(Saved entries)
========================================================================

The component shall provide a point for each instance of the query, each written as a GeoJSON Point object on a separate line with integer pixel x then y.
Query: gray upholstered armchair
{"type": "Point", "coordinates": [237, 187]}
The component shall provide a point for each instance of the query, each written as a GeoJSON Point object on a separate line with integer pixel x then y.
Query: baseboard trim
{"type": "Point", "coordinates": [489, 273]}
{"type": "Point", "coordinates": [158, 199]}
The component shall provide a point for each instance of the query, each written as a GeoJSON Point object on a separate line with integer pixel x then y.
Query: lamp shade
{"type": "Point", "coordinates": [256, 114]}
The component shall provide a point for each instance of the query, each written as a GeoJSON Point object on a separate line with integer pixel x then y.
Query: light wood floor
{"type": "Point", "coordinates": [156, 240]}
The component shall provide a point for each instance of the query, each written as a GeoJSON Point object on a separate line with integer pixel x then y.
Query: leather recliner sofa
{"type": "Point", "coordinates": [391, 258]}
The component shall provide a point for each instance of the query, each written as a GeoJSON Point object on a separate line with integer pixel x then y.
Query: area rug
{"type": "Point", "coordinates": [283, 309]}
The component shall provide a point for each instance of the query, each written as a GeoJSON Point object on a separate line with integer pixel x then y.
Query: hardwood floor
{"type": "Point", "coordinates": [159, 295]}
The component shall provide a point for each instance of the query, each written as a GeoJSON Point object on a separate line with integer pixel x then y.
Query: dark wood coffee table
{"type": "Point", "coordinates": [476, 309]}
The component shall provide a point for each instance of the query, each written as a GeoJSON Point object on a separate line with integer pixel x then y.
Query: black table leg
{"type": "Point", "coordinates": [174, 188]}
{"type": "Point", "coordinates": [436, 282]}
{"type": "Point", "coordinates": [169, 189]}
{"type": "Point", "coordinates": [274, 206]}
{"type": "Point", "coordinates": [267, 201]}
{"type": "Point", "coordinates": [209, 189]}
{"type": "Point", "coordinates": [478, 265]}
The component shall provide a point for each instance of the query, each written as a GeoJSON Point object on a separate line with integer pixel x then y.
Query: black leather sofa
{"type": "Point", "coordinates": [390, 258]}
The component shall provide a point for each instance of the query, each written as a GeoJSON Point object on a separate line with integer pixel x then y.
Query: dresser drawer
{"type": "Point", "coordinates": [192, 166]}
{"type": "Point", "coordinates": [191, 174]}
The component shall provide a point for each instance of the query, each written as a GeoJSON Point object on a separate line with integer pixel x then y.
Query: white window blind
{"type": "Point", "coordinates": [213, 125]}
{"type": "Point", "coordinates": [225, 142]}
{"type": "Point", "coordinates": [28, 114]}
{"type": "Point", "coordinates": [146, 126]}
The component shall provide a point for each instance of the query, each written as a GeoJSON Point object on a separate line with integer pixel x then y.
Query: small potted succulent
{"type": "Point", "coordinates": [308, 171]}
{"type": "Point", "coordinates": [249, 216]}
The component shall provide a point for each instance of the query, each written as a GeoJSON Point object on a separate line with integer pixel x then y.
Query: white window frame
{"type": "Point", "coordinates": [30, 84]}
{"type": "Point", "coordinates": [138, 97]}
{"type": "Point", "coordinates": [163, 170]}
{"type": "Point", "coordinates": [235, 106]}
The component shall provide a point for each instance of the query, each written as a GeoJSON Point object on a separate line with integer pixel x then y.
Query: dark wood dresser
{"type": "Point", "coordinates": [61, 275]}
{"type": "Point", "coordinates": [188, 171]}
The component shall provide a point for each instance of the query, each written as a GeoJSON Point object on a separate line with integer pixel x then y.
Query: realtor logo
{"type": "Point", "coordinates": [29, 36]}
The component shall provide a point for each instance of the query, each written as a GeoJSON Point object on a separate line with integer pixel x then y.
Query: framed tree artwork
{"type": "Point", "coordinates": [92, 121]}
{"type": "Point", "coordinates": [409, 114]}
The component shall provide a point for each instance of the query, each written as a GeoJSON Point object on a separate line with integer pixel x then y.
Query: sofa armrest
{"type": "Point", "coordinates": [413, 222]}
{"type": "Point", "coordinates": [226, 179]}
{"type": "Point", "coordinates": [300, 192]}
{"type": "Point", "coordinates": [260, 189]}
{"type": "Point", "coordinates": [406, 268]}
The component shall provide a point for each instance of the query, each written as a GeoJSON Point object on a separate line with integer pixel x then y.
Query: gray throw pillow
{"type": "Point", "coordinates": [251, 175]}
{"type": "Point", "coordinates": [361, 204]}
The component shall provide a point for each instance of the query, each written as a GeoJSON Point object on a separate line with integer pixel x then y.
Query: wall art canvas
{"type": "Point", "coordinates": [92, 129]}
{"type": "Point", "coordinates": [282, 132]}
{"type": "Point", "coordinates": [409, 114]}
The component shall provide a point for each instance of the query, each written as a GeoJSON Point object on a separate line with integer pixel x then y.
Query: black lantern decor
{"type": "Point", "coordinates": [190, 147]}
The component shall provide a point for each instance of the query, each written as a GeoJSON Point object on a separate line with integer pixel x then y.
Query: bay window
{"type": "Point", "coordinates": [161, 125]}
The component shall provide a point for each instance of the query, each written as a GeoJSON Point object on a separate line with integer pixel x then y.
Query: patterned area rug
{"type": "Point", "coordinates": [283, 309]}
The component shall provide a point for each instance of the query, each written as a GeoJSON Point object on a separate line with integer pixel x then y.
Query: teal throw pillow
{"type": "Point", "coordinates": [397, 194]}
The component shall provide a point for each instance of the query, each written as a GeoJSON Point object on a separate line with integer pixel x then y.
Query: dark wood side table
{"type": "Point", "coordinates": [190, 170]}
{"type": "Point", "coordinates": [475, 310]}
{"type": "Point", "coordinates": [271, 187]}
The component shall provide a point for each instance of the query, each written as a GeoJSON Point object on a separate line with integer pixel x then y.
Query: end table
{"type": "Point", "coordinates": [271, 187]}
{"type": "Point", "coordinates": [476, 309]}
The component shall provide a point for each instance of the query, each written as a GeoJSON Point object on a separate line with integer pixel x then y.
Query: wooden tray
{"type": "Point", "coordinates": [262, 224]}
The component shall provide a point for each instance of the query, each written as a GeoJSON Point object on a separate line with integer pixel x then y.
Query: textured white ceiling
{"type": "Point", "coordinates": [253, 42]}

========================================================================

-- WHAT YOU NEED TO DO --
All entries are to be copied exactly as they read.

-- TASK ANSWER --
The component shall provide a point for each instance of the query, each written as a GeoJSON Point object on a separate line with integer pixel x then y.
Query: gray upholstered armchair
{"type": "Point", "coordinates": [237, 187]}
The component shall provide a point for each instance of the query, each written as a GeoJSON Point object on a separate line with integer pixel x then y.
Query: baseboard trim
{"type": "Point", "coordinates": [489, 273]}
{"type": "Point", "coordinates": [158, 199]}
The component shall provide a point for each instance of the query, each written as a GeoJSON Point object on a separate line with integer pixel x then y.
Query: lamp shade
{"type": "Point", "coordinates": [256, 114]}
The component shall provide a point for each instance of the query, each written as a GeoJSON Point object on a separate line with integer pixel x then y.
Query: light wood floor
{"type": "Point", "coordinates": [156, 240]}
The component shall provide a point for each instance of the query, each written as a GeoJSON Point object on a separate line with integer pixel x then y.
Query: leather recliner sofa
{"type": "Point", "coordinates": [391, 258]}
The component shall provide a point for each instance of the query, each written as a GeoJSON Point object on a separate line with integer pixel x then y.
Query: area rug
{"type": "Point", "coordinates": [283, 309]}
The component shall provide a point for each instance of the query, each written as a GeoJSON Point object on a separate line with integer pixel x then y.
Query: hardwood floor
{"type": "Point", "coordinates": [159, 295]}
The component shall provide a point for each instance of the query, each written as a GeoJSON Point object on a separate line with integer pixel x then y.
Query: dark wood coffee table
{"type": "Point", "coordinates": [476, 309]}
The component shall provide a point for each instance of the query, each written as a GeoJSON Point object on a separate line with integer pixel x then y.
Query: black table leg
{"type": "Point", "coordinates": [174, 188]}
{"type": "Point", "coordinates": [436, 282]}
{"type": "Point", "coordinates": [169, 189]}
{"type": "Point", "coordinates": [274, 206]}
{"type": "Point", "coordinates": [267, 201]}
{"type": "Point", "coordinates": [209, 189]}
{"type": "Point", "coordinates": [478, 265]}
The component shall provide a point for each instance of the query, each written as a GeoJSON Point object on a separate line with integer pixel x then y.
Query: black leather sofa
{"type": "Point", "coordinates": [390, 258]}
The component shall provide a point for each instance of the query, each written as a GeoJSON Point object on a separate line with integer pixel x then y.
Query: dresser drawer
{"type": "Point", "coordinates": [192, 166]}
{"type": "Point", "coordinates": [191, 174]}
The component shall provide a point for each instance of the query, each written as a GeoJSON Point object on a separate line with integer pixel x then y.
Query: white window blind
{"type": "Point", "coordinates": [213, 125]}
{"type": "Point", "coordinates": [225, 142]}
{"type": "Point", "coordinates": [28, 114]}
{"type": "Point", "coordinates": [146, 126]}
The component shall provide a point for each instance of the query, each written as a GeoJSON Point object on a separate line with integer pixel x then y.
Query: small potted succulent
{"type": "Point", "coordinates": [308, 171]}
{"type": "Point", "coordinates": [249, 216]}
The component shall provide a point for each instance of the query, each written as a GeoJSON Point object on a separate line with integer pixel x then y.
Query: white window frame
{"type": "Point", "coordinates": [30, 84]}
{"type": "Point", "coordinates": [138, 97]}
{"type": "Point", "coordinates": [163, 170]}
{"type": "Point", "coordinates": [235, 106]}
The component shall provide a point for each instance of the query, each written as a GeoJSON Point object on a separate line with integer pixel x then y.
Query: dark wood dresser
{"type": "Point", "coordinates": [61, 275]}
{"type": "Point", "coordinates": [188, 171]}
The component shall provide a point for each instance of the query, each written as a GeoJSON Point object on a separate line with integer pixel x then y.
Query: realtor logo
{"type": "Point", "coordinates": [29, 36]}
The component shall provide a point for each instance of the query, each written as a GeoJSON Point object on a separate line with integer pixel x then y.
Query: framed tree artwork
{"type": "Point", "coordinates": [92, 121]}
{"type": "Point", "coordinates": [409, 114]}
The component shall provide a point for each instance of the query, each written as a GeoJSON Point object on a separate line with integer pixel x then y.
Query: sofa armrest
{"type": "Point", "coordinates": [413, 222]}
{"type": "Point", "coordinates": [226, 179]}
{"type": "Point", "coordinates": [300, 192]}
{"type": "Point", "coordinates": [260, 189]}
{"type": "Point", "coordinates": [406, 268]}
The component shall provide a point for each instance of the query, each written as a GeoJSON Point object on a separate line with integer pixel x then y.
Query: gray throw pillow
{"type": "Point", "coordinates": [251, 175]}
{"type": "Point", "coordinates": [361, 204]}
The component shall provide a point for each instance of the query, each written as a GeoJSON Point object on a separate line with integer pixel x then y.
Query: wall art canvas
{"type": "Point", "coordinates": [92, 129]}
{"type": "Point", "coordinates": [282, 132]}
{"type": "Point", "coordinates": [409, 114]}
The component shall provide a point for each instance of the query, each written as a GeoJSON Point object on a separate line with integer pixel x then y.
Query: black lantern decor
{"type": "Point", "coordinates": [190, 147]}
The component shall provide a point for each instance of the query, each written as a GeoJSON Point object on a separate line with integer pixel x then y.
Query: bay window
{"type": "Point", "coordinates": [161, 125]}
The component shall provide a point for each instance of the query, each written as a GeoJSON Point object on a separate line with integer pixel x then y.
Query: patterned area rug
{"type": "Point", "coordinates": [283, 309]}
The component shall provide a point for each instance of the query, each written as a GeoJSON Point object on a separate line with integer pixel x then y.
Query: teal throw pillow
{"type": "Point", "coordinates": [397, 194]}
The component shall provide a point for each instance of the query, each written as a GeoJSON Point object on a separate line with integer pixel x then y.
Query: dark wood side table
{"type": "Point", "coordinates": [190, 170]}
{"type": "Point", "coordinates": [475, 310]}
{"type": "Point", "coordinates": [271, 187]}
The component shall provide a point for each instance of the query, each written as a GeoJSON Point object on a separate line with integer pixel x then y.
Query: end table
{"type": "Point", "coordinates": [271, 187]}
{"type": "Point", "coordinates": [476, 309]}
The component shall provide a point for each instance of the query, each written as a GeoJSON Point object on a separate line with integer pixel x then y.
Query: wooden tray
{"type": "Point", "coordinates": [262, 224]}
The component shall provide a point for each instance of the query, each written as a GeoJSON Point object on a separate line with integer pixel x then y.
Query: textured white ceiling
{"type": "Point", "coordinates": [253, 42]}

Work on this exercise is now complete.